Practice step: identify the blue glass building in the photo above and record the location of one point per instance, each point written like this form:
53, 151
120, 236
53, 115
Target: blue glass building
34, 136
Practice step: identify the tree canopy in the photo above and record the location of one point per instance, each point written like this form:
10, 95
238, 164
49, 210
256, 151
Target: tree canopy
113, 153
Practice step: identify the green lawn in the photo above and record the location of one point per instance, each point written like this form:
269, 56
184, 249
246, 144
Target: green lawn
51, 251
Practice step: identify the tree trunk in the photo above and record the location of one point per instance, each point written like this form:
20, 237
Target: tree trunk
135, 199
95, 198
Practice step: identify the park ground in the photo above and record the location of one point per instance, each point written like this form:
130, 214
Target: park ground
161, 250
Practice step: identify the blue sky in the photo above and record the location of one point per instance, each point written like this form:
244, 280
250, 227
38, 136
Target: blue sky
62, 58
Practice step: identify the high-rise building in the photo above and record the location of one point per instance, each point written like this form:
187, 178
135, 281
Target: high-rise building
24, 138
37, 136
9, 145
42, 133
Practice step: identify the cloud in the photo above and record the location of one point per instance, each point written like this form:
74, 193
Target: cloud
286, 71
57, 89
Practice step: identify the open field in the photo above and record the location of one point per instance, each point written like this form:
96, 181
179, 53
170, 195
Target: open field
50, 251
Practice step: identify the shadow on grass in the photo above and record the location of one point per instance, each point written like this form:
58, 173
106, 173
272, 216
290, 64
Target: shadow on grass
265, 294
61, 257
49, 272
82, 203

==

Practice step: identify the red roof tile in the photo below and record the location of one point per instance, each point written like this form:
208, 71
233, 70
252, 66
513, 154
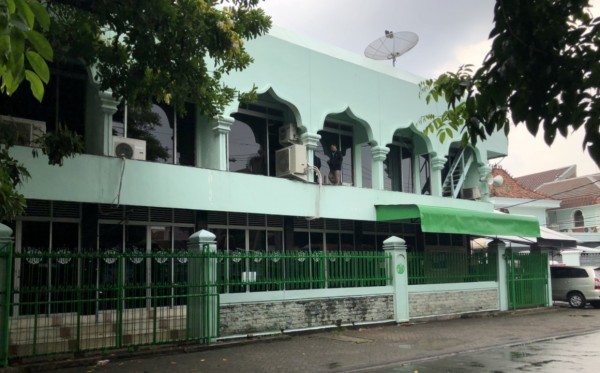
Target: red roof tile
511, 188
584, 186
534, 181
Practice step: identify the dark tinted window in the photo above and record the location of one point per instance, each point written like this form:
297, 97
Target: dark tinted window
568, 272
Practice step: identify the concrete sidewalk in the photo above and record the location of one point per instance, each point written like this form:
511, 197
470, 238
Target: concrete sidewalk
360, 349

Task objective: The response should be the listing above, limited to the lines between the one holding "Practice step: identify the blue glass" and the one holding "Practice step: identify the blue sky", inclusive, reproduced exactly.

Output for this task:
Practice step: identify the blue glass building in the photo above and record the location of one point per instance, each point written like this form:
53, 151
120, 236
53, 115
Target: blue glass building
34, 136
Practice step: identify the tree canopy in the photo above and record the location of one point per instance, each point written like this form:
10, 95
238, 164
49, 210
256, 151
Target: tree canopy
113, 153
Practice step: identify the green lawn in the photo above and record the location of one point per instance, each point written like this form:
269, 56
184, 249
246, 144
Target: green lawn
51, 251
Practice step: identify the tree trunk in the photo above and record the location of one point per instance, each point written like this form:
20, 237
Target: tree trunk
135, 199
95, 198
Practice step: identify the park ground in the photo above and record the location of one point per instance, each point written like this form:
130, 214
Target: park ground
161, 250
Practice step: identify the blue sky in the photo above and record the location of one point per instance, each point written like this form:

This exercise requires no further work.